Tâche à traiter >> Reprenez le texte sur la pédagogie pastorale du pape François et prolongez-le à partir de sa dernière phrase.

Texte source >>
☆ ☆ ☆ ☆

Ce scientifique espagnol (carrière en Espagne et en Allemagne) qui a écrit plusieurs livres, certains traduits en allemand et en français, dont «60 questions sur la science et la foi» (2014), revient à l’attaque, sur un site catholique argentin très peu bergoglien, caminante-wanderer.blogspot.fr en évoquant la pédagogie pastorale du Pape François.

Original ici: caminante-wanderer.blogspot.fr/2015/08/pedagogia-para-ovejas-del-papa-francisco.

Pédagogie pour les brebis du Pape François


L’été est l’époque de longues réunions nocturnes, en plein air, avec la famille ou les amis. Les températures aimables de la nuit invitent à s’arrêter à toute sorte de spéculations; peut-être devant une bonne table, sur laquelle ne manquera pas la bouteille de vin rafraichissant. À la campagne ou à la plage, à la lumière des étoiles, on accepte des questions qui pourraient être considérées comme impertinentes dans n’importe quel autre contexte.

☆ ☆ ☆ ☆

Données fournies >>
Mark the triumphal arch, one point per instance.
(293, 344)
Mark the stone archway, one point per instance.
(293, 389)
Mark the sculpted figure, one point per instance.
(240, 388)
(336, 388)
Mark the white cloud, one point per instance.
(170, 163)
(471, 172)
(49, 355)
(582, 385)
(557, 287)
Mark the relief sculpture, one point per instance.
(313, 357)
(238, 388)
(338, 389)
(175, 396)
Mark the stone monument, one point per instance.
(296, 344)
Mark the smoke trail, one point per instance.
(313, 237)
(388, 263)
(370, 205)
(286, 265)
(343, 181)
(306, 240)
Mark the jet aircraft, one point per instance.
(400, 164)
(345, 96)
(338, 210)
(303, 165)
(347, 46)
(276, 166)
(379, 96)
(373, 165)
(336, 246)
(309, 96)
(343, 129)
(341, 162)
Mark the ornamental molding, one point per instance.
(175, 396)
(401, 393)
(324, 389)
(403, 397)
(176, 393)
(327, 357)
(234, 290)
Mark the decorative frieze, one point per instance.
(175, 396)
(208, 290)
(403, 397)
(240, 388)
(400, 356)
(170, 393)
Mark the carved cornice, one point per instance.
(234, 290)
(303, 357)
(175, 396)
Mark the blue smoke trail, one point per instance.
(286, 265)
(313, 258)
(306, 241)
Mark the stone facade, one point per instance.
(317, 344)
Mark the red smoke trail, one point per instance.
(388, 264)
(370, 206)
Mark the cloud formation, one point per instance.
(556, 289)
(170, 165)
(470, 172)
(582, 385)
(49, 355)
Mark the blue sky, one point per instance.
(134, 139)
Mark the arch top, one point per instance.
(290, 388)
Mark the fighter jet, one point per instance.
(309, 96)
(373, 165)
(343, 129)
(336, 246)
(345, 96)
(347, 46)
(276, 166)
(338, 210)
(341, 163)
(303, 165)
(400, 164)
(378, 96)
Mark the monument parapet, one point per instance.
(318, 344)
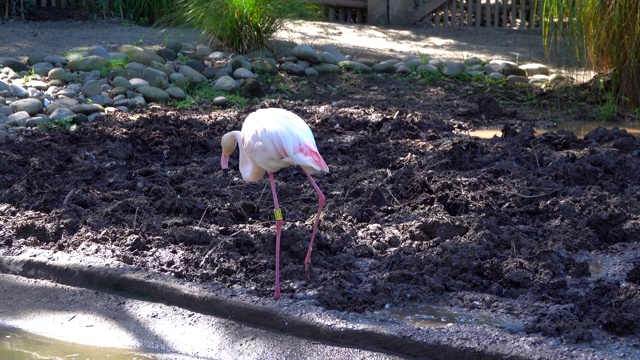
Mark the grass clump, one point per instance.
(604, 35)
(239, 25)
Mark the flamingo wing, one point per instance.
(277, 138)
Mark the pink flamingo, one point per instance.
(272, 139)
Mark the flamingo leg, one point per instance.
(321, 199)
(279, 222)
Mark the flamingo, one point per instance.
(272, 139)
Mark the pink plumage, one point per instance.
(272, 139)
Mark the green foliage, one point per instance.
(240, 25)
(61, 124)
(204, 93)
(603, 34)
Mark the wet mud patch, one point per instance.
(542, 228)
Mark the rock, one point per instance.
(333, 51)
(89, 63)
(243, 73)
(326, 68)
(535, 69)
(61, 114)
(202, 51)
(306, 52)
(428, 68)
(37, 84)
(137, 82)
(91, 87)
(18, 118)
(191, 74)
(386, 67)
(452, 68)
(355, 66)
(163, 67)
(510, 69)
(167, 54)
(292, 68)
(517, 79)
(18, 91)
(14, 64)
(36, 121)
(99, 51)
(145, 57)
(152, 76)
(42, 68)
(154, 94)
(30, 106)
(220, 101)
(60, 74)
(176, 93)
(497, 76)
(86, 108)
(225, 83)
(264, 66)
(250, 89)
(218, 56)
(120, 81)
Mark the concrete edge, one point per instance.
(165, 289)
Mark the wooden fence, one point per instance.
(515, 14)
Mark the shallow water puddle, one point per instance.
(16, 344)
(580, 128)
(430, 315)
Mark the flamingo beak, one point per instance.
(224, 164)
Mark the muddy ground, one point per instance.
(543, 228)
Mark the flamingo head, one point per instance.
(229, 142)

☆ ☆ ☆ ☆

Réponse >>
Ainsi par exemple, si dans un cadre comme celui décrit ci-dessus, un ami me demandait ce qui me parait le pire du pontificat de François, je ne le rappellerais pas à l’ordre, ni ne lui remettrais en mémoire les doctrines du respect filial, mais, sans hésiter un seul instant, je lui répondrais simplement que le pire ce sont les préparatifs qui se font, en pleine lumière, pour corriger le plan de Jésus Christ lui-même, en vue de satisfaire le monde. Et il est évident que je fais référence, en tout premier lieu, à l’admission à la communion, des divorcés qui vivent dans l’adultère. Que c’est quelque chose que le Pape François semble s’être engagé avec fermeté à mettre en place et qu’il est possible qu’il y arrive, en récoltant de grands applaudissements des ennemis mortels du christianisme.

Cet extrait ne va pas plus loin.